The quiet Bay Area town of Vallejo is rocked with the post-Christmas murders of two teenagers at a secluded “lover’s lane,” and it is up to Matt Parish (an overly broody Justin Chambers) to follow up the few clues to solve the crime as swiftly as possible, a task made much tougher by the sensationalized stories by local reporter Dale Coverling (William Mapother, exuding the same creepiness that has made him a fan favorite on “Lost”), which ratchet up the fear in the small town. Under mounting pressure from his police chief (Philip Baker Hall, who is starting to become a caricature of the qualities that once made him so great) and from his terrified wife (Robin Tunney, wasted in a thankless, one-note spouse role) to solve the case, Parish starts to crack under the stress. (If you can guess what this cop does to try and relieve his tension, it’s because you’ve seen it done with a thousand other movie officers.) Things only get worse when, six months after the first series of murders, there is another similar execution-style shooting of a young couple in their car during a Fourth of July celebration. And if that isn’t enough for Parish, the killer soon contacts several local newspapers, threatening even more murders, and including a strange cipher which he claims will reveal all to the person who can break his code.

=== Provided information ===

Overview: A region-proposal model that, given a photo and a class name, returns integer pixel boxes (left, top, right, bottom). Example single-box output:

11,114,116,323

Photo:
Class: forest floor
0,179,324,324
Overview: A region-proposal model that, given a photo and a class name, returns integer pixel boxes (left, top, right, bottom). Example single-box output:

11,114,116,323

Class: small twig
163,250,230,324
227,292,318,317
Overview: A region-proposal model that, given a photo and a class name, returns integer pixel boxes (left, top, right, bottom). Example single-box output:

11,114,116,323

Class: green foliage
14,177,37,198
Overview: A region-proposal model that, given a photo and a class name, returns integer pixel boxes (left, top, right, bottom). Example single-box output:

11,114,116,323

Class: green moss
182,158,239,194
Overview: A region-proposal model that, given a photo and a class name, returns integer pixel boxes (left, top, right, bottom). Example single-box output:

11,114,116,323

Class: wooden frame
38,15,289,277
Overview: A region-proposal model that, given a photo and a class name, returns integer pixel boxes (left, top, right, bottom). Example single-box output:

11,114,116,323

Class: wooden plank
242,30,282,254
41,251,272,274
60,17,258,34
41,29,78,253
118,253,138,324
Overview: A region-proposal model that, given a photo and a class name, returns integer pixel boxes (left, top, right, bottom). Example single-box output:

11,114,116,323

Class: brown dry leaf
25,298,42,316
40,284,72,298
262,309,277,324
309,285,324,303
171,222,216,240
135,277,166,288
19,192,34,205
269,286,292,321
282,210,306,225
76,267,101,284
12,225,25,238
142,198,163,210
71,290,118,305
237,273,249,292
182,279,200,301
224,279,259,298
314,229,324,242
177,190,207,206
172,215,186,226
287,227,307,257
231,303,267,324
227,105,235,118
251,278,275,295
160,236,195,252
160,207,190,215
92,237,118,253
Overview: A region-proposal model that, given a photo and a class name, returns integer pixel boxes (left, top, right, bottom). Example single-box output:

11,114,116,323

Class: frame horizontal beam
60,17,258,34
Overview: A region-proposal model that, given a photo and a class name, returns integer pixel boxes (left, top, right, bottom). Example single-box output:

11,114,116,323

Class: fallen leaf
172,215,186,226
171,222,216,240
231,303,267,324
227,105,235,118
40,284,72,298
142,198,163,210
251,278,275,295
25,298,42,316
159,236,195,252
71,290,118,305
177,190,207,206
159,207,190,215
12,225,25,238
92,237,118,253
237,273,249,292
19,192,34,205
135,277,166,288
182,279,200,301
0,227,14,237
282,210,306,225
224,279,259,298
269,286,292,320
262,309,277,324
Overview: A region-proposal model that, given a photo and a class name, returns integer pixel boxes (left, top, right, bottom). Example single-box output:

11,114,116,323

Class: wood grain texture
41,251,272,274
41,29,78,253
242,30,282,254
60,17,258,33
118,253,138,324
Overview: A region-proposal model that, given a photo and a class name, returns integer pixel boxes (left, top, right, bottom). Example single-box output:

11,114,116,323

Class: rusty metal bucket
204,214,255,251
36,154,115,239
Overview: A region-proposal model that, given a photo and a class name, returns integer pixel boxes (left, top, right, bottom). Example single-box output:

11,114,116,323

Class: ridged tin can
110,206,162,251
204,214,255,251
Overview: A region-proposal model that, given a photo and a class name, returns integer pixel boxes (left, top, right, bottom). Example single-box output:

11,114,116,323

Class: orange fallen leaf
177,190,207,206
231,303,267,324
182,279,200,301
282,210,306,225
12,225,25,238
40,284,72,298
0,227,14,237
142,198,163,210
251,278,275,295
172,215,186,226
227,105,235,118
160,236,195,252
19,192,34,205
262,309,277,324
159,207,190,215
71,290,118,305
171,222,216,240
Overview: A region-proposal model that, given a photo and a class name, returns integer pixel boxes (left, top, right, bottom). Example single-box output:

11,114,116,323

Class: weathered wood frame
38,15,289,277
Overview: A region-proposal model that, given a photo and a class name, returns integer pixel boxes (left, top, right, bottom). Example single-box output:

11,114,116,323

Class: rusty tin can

=== Problem to work on ===
Proceed with the review of the film about the Vallejo murders, picking up right after its last sentence.

=== Exercise result ===
As anyone remotely familiar with the Zodiac case, the person or persons responsible for the killings was never caught, so the scenes where Parish believes he has figured out the clues and the identity of the suspect are built with a false sense of urgency. But the problem is not that Parish is a bad person or a bad cop, just that the Zodiac was so meticulous in the implementation of his crimes that perhaps only Harry Callahan could dispatch of him. It is quite possible there is no true cinematic way to deal with someone as complex, mysterious and unknown as the Zodiac, but for certain the way not to go is to turn him into a minor character in a family drama. Bulkley and his brother/co-writer Kelly Bulkley, by focusing on the early Zodiac slayings, have painted themselves into a corner thematically, with their major saving grace being they don’t try to humanize the killer by giving him a name of a recognizable visage. The Zodiac remains the enigma he has been for almost forty years, which forces the story to rest on the shoulders of Parish. Perhaps a better actor working with a better director could have done more with the role, but Mr. Chambers does not have the effective range to make Parish anything more than a series of stock character quirks, and Mr. Bulkley lacks the ability to force his actor to go the dark places the screenplay seems to want Parish to go. Ms. Tunney, Mr. Hall and young Rory Culkin (playing the Parish’s son), all fine actors, appear to be doing little than showing up to cash their checks (one must wonder if they all took the film to keep their SAG medical benefits current). Only Mr. Mapother tries to give anything more than a surface deep performance.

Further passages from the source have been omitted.